(Image-backed grounding data)
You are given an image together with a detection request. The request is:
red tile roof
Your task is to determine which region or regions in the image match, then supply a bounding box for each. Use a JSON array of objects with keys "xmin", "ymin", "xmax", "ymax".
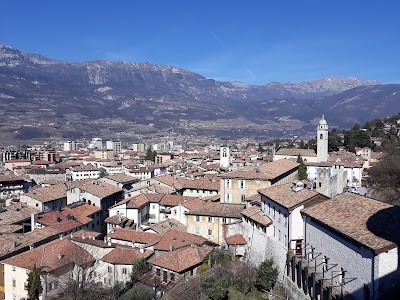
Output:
[
  {"xmin": 2, "ymin": 239, "xmax": 93, "ymax": 272},
  {"xmin": 226, "ymin": 234, "xmax": 247, "ymax": 245},
  {"xmin": 102, "ymin": 247, "xmax": 153, "ymax": 265},
  {"xmin": 301, "ymin": 193, "xmax": 397, "ymax": 253},
  {"xmin": 185, "ymin": 203, "xmax": 245, "ymax": 218},
  {"xmin": 258, "ymin": 182, "xmax": 320, "ymax": 210},
  {"xmin": 144, "ymin": 219, "xmax": 187, "ymax": 235},
  {"xmin": 149, "ymin": 244, "xmax": 213, "ymax": 273},
  {"xmin": 154, "ymin": 230, "xmax": 208, "ymax": 251},
  {"xmin": 241, "ymin": 206, "xmax": 272, "ymax": 226},
  {"xmin": 107, "ymin": 228, "xmax": 162, "ymax": 247},
  {"xmin": 220, "ymin": 159, "xmax": 299, "ymax": 180}
]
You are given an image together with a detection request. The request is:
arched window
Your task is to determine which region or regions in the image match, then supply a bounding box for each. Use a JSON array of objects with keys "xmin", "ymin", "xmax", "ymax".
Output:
[
  {"xmin": 320, "ymin": 133, "xmax": 323, "ymax": 139},
  {"xmin": 319, "ymin": 182, "xmax": 322, "ymax": 188}
]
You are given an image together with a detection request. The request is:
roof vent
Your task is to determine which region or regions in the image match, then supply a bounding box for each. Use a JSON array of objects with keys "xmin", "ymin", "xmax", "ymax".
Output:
[{"xmin": 255, "ymin": 168, "xmax": 260, "ymax": 173}]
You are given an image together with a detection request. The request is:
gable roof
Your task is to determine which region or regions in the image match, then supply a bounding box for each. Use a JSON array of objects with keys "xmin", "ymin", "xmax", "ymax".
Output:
[
  {"xmin": 226, "ymin": 234, "xmax": 247, "ymax": 245},
  {"xmin": 144, "ymin": 219, "xmax": 187, "ymax": 235},
  {"xmin": 154, "ymin": 230, "xmax": 208, "ymax": 251},
  {"xmin": 101, "ymin": 247, "xmax": 153, "ymax": 265},
  {"xmin": 107, "ymin": 228, "xmax": 162, "ymax": 247},
  {"xmin": 148, "ymin": 244, "xmax": 213, "ymax": 273},
  {"xmin": 220, "ymin": 159, "xmax": 299, "ymax": 180},
  {"xmin": 258, "ymin": 182, "xmax": 320, "ymax": 210},
  {"xmin": 23, "ymin": 183, "xmax": 68, "ymax": 203},
  {"xmin": 71, "ymin": 180, "xmax": 123, "ymax": 198},
  {"xmin": 185, "ymin": 203, "xmax": 245, "ymax": 218},
  {"xmin": 301, "ymin": 193, "xmax": 397, "ymax": 254},
  {"xmin": 275, "ymin": 148, "xmax": 316, "ymax": 157},
  {"xmin": 2, "ymin": 239, "xmax": 93, "ymax": 272},
  {"xmin": 241, "ymin": 206, "xmax": 272, "ymax": 226}
]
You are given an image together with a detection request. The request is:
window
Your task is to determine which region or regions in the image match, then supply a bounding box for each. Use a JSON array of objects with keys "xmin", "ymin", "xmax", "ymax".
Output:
[
  {"xmin": 284, "ymin": 214, "xmax": 288, "ymax": 226},
  {"xmin": 278, "ymin": 229, "xmax": 281, "ymax": 241},
  {"xmin": 273, "ymin": 207, "xmax": 276, "ymax": 218},
  {"xmin": 173, "ymin": 209, "xmax": 177, "ymax": 215},
  {"xmin": 208, "ymin": 229, "xmax": 213, "ymax": 236},
  {"xmin": 207, "ymin": 216, "xmax": 213, "ymax": 223},
  {"xmin": 240, "ymin": 180, "xmax": 245, "ymax": 189},
  {"xmin": 156, "ymin": 268, "xmax": 161, "ymax": 276},
  {"xmin": 170, "ymin": 273, "xmax": 175, "ymax": 281},
  {"xmin": 196, "ymin": 216, "xmax": 201, "ymax": 222},
  {"xmin": 225, "ymin": 179, "xmax": 231, "ymax": 188},
  {"xmin": 122, "ymin": 268, "xmax": 127, "ymax": 274},
  {"xmin": 225, "ymin": 193, "xmax": 231, "ymax": 202},
  {"xmin": 320, "ymin": 133, "xmax": 323, "ymax": 139},
  {"xmin": 284, "ymin": 235, "xmax": 287, "ymax": 246},
  {"xmin": 273, "ymin": 226, "xmax": 275, "ymax": 237},
  {"xmin": 222, "ymin": 218, "xmax": 227, "ymax": 224},
  {"xmin": 240, "ymin": 195, "xmax": 246, "ymax": 203},
  {"xmin": 12, "ymin": 266, "xmax": 16, "ymax": 271},
  {"xmin": 12, "ymin": 278, "xmax": 16, "ymax": 288},
  {"xmin": 104, "ymin": 278, "xmax": 107, "ymax": 284},
  {"xmin": 108, "ymin": 266, "xmax": 112, "ymax": 273},
  {"xmin": 268, "ymin": 203, "xmax": 271, "ymax": 213},
  {"xmin": 278, "ymin": 210, "xmax": 281, "ymax": 222},
  {"xmin": 195, "ymin": 228, "xmax": 200, "ymax": 235}
]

## About this task
Your answer must be the records above, copied exactly, with no pictures.

## Solved problem
You are given an image together with a detection request. The request is:
red tile roof
Your task is to determine which region or regions in the image match, then supply a bounding box for each. Use a JSON array of objects with keys "xmin", "ymin", "xmax", "ymax".
Output:
[
  {"xmin": 2, "ymin": 239, "xmax": 93, "ymax": 272},
  {"xmin": 226, "ymin": 234, "xmax": 247, "ymax": 245},
  {"xmin": 102, "ymin": 247, "xmax": 153, "ymax": 265},
  {"xmin": 301, "ymin": 193, "xmax": 397, "ymax": 253},
  {"xmin": 185, "ymin": 203, "xmax": 245, "ymax": 218},
  {"xmin": 258, "ymin": 182, "xmax": 320, "ymax": 210},
  {"xmin": 144, "ymin": 219, "xmax": 187, "ymax": 235},
  {"xmin": 149, "ymin": 244, "xmax": 213, "ymax": 273},
  {"xmin": 154, "ymin": 230, "xmax": 208, "ymax": 251},
  {"xmin": 241, "ymin": 206, "xmax": 272, "ymax": 226},
  {"xmin": 107, "ymin": 228, "xmax": 162, "ymax": 247},
  {"xmin": 220, "ymin": 159, "xmax": 299, "ymax": 180}
]
You are given an image together with a detection request. The request is:
arched window
Your task is to determine which region or regions in the image match, then supply a bounding box for each. Use a JSON array of objects with keys "xmin", "ymin", "xmax", "ymax".
Output:
[
  {"xmin": 320, "ymin": 133, "xmax": 323, "ymax": 139},
  {"xmin": 319, "ymin": 182, "xmax": 322, "ymax": 188}
]
You are given an image together with a detection request. The request is:
roof vent
Your task is to determine which region or regions in the image match, then supply a bounding box for each. Use a JSON array of objects with keys "xmin", "ymin", "xmax", "ymax".
Output:
[{"xmin": 255, "ymin": 168, "xmax": 260, "ymax": 173}]
You are given an image together with a detection request. The request is:
gable roof
Your task is to determine which region or regions in the image match, then supply a bounding box for each. Use a JSON array of objects with keys "xmin", "ymin", "xmax", "ymax".
Output:
[
  {"xmin": 226, "ymin": 234, "xmax": 247, "ymax": 245},
  {"xmin": 144, "ymin": 219, "xmax": 187, "ymax": 235},
  {"xmin": 154, "ymin": 230, "xmax": 208, "ymax": 251},
  {"xmin": 101, "ymin": 247, "xmax": 153, "ymax": 265},
  {"xmin": 107, "ymin": 228, "xmax": 162, "ymax": 247},
  {"xmin": 148, "ymin": 244, "xmax": 213, "ymax": 273},
  {"xmin": 220, "ymin": 159, "xmax": 299, "ymax": 180},
  {"xmin": 258, "ymin": 182, "xmax": 320, "ymax": 210},
  {"xmin": 23, "ymin": 183, "xmax": 68, "ymax": 203},
  {"xmin": 71, "ymin": 180, "xmax": 123, "ymax": 198},
  {"xmin": 185, "ymin": 203, "xmax": 245, "ymax": 218},
  {"xmin": 301, "ymin": 193, "xmax": 397, "ymax": 254},
  {"xmin": 275, "ymin": 148, "xmax": 316, "ymax": 157},
  {"xmin": 2, "ymin": 239, "xmax": 93, "ymax": 272},
  {"xmin": 241, "ymin": 206, "xmax": 272, "ymax": 226}
]
You are given an image together with a detection request. The request is:
window
Your task is to determine which region or regions in the image match, then supply a bounding box for each. Use a JSON array of objects with keys "xmin", "ymin", "xmax", "ymax".
Output:
[
  {"xmin": 284, "ymin": 214, "xmax": 288, "ymax": 226},
  {"xmin": 278, "ymin": 229, "xmax": 281, "ymax": 241},
  {"xmin": 273, "ymin": 207, "xmax": 276, "ymax": 218},
  {"xmin": 173, "ymin": 209, "xmax": 177, "ymax": 215},
  {"xmin": 208, "ymin": 229, "xmax": 213, "ymax": 236},
  {"xmin": 207, "ymin": 216, "xmax": 213, "ymax": 223},
  {"xmin": 240, "ymin": 180, "xmax": 245, "ymax": 189},
  {"xmin": 156, "ymin": 268, "xmax": 161, "ymax": 276},
  {"xmin": 170, "ymin": 273, "xmax": 175, "ymax": 281},
  {"xmin": 196, "ymin": 216, "xmax": 201, "ymax": 222},
  {"xmin": 225, "ymin": 179, "xmax": 231, "ymax": 188},
  {"xmin": 122, "ymin": 268, "xmax": 127, "ymax": 274},
  {"xmin": 225, "ymin": 193, "xmax": 231, "ymax": 202},
  {"xmin": 320, "ymin": 133, "xmax": 323, "ymax": 139},
  {"xmin": 284, "ymin": 235, "xmax": 287, "ymax": 246},
  {"xmin": 273, "ymin": 226, "xmax": 275, "ymax": 237},
  {"xmin": 222, "ymin": 218, "xmax": 227, "ymax": 224},
  {"xmin": 240, "ymin": 195, "xmax": 246, "ymax": 203},
  {"xmin": 12, "ymin": 266, "xmax": 16, "ymax": 271},
  {"xmin": 12, "ymin": 278, "xmax": 16, "ymax": 288},
  {"xmin": 104, "ymin": 278, "xmax": 107, "ymax": 284},
  {"xmin": 108, "ymin": 266, "xmax": 112, "ymax": 273},
  {"xmin": 268, "ymin": 203, "xmax": 271, "ymax": 213},
  {"xmin": 278, "ymin": 210, "xmax": 281, "ymax": 222},
  {"xmin": 195, "ymin": 228, "xmax": 200, "ymax": 235}
]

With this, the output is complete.